» TEXT SHOWN:
┌────────
# Forward Process

In diffusion, the forward process is a Markov chain that gradually adds noise to the data. If we add enough noise to the data, eventually it becomes indistinguishable from random noise.


$q(\mathbf{y} \mid \mathbf{x}) := \mathcal{N} \left( \mathbf{y}; \sqrt{1 - \beta} \, \mathbf{x}, \beta \mathbf{I} \right)$

$q(\mathbf{x}_t \mid \mathbf{x}_{t-1}) := \mathcal{N} \left( \mathbf{x}_t; \sqrt{1 - \beta_t} \, \mathbf{x}_{t-1}, \beta_t \mathbf{I} \right)$



## Markov Forward Process

In the Markov forward process, we begin with an initial state $X_0$ and gradually add noise at each timestep $t$, moving towards a fully noisy state $X_T$. This process can be represented as a sequence of random variables:

$$
X_T \rightarrow X_{T-1} \rightarrow \cdots \rightarrow X_t \rightarrow X_{t-1} \rightarrow \cdots \rightarrow X_0
$$

where each $X_t$ is a progressively noisier version of the previous state, with transitions defined by Gaussian distributions. The following probabilities describe the transitions in both directions:

### Forward Process (Adding Noise)
- At each step $t$, we transition from $X_{t-1}$ to $X_t$ by adding a small amount of Gaussian noise.
- The forward transition probability is given by:

$$
q(X_t | X_{t-1}) = \mathcal{N}(X_t; \sqrt{1 - \beta_t} \cdot X_{t-1}, \beta_t \cdot \mathbf{I})
$$

where $\beta_t$ is a noise variance schedule that increases with $t$.

### Reverse Process (Denoising)
- In the reverse process, we try to estimate the reverse transition $p_\theta(X_{t-1} | X_t)$, effectively denoising $X_t$ to approximate $X_{t-1}$.
- This reverse transition is parameterized by a model $\theta$, and can be expressed as:

$$
p_\theta(X_{t-1} | X_t) = \mathcal{N}(X_{t-1}; \mu_\theta(X_t, t), \Sigma_\theta(X_t, t))
$$

where $\mu_\theta$ and $\Sigma_\theta$ are the mean and variance predicted by the model.

### Entire Process in Context
The process can be seen as iteratively denoising a noisy sample $X_T$ until we reach a clean sample $X_0$, aiming to generate a coherent output from noise.

$$
X_T \rightarrow X_{T-1} \rightarrow \cdots \rightarrow X_1 \rightarrow X_0
$$

The Markov forward process is thus a crucial component in generative models like diffusion models, where noise is gradually added in the forward process and removed in the reverse process to produce samples from a complex data distribution.
└────────
» RECORD EXCERPTS:
┌────────
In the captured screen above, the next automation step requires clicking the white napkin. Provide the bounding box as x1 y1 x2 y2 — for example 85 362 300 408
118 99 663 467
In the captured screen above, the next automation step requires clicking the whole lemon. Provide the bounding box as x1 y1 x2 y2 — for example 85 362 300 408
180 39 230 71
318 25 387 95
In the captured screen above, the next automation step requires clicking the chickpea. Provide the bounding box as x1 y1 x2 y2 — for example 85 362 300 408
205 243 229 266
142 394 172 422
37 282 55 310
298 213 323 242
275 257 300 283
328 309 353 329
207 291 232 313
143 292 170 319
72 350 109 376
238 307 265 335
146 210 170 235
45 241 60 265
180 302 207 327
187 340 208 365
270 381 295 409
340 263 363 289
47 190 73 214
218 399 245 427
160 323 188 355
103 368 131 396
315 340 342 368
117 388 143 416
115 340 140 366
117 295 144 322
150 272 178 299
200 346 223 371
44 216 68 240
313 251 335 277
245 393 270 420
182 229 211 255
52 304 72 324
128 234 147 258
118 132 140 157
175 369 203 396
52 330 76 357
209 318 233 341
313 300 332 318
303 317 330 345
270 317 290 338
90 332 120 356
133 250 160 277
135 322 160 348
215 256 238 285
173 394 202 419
└────────
» EXERCISE REQUIREMENTS:
1) Please repeat the diffusion forward process text from "### Reverse Process" to "t), \Sigma_\theta(X_t, t))".
2) Write what comes next in the diffusion forward process text, picking up after its final sentence.

» SET OF ANSWERS:
1)
### Reverse Process (Denoising)
- In the reverse process, we try to estimate the reverse transition $p_\theta(X_{t-1} | X_t)$, effectively denoising $X_t$ to approximate $X_{t-1}$.
- This reverse transition is parameterized by a model $\theta$, and can be expressed as:

$$
p_\theta(X_{t-1} | X_t) = \mathcal{N}(X_{t-1}; \mu_\theta(X_t, t), \Sigma_\theta(X_t, t))

2)
In [None]:
import numpy as np
import matplotlib.pyplot as plt
from scipy.stats import norm
import ipywidgets as widgets
import io
from PIL import Image
from tqdm import tqdm

# Define parameters for each Gaussian component
weights = [0.5, 0.3, 0.2]
means = [2, 5, -3]
std_devs = [1, 0.5, 1.5]

# Generate x values for plotting
x = np.linspace(-10, 10, 1000)

n_steps = 1000
beta_t = np.linspace(1e-4, 0.02, n_steps)
alpha_t = 1 - beta_t
# alpha_t_hat = product of alpha_t from 0 to t
alpha_t_hat = np.cumprod(alpha_t)
alpha_t_hat = np.insert(alpha_t_hat, 0, 1)

# List of images for animation
frames = []
for alpha in tqdm(alpha_t_hat):
    # Adjusted means and variances for q(y|x) when x is sampled from p(x)
    adjusted_means = [np.sqrt(alpha) * mu for mu in means]
    adjusted_std_devs = [np.sqrt(alpha * (sigma ** 2) + (1-alpha)) for sigma in std_devs]


    # Generate x values for plotting
    x = np.linspace(-10, 10, 1000)

    # Calculate the density of the new distribution q(y)
    q_y_density = sum(w * norm.pdf(x, mu, sigma) for w, mu, sigma in zip(weights, adjusted_means, adjusted_std_devs))

    # Create the plot figure and add it to frames
    fig, ax = plt.subplots(figsize=(10, 6))
    ax.plot(x, q_y_density, label='Mixture of Gaussians', color='black')
    ax.set_title("Example Mixture of Gaussians (MoG)")
    ax.set_xlabel("x")
    ax.set_ylabel("Density")
    ax.set_ylim(0, 0.5)
    ax.legend()
    ax.grid(True)

    # Save the plot to a JPG in memory
    buf = io.BytesIO()
    fig.savefig(buf, format='jpg')
    buf.seek(0)
    frames.append(Image.open(buf))
    plt.close(fig)

# Set up an interactive display widget
def show_frame(frame_index):
    display_frame = frames[frame_index]
    display(display_frame)

# Slider widget
slider = widgets.IntSlider(value=0, min=0, max=len(frames)-1, step=1, description="Frame")
play_button = widgets.Play(value=0, min=0, max=len(frames)-1, step=1, interval=100)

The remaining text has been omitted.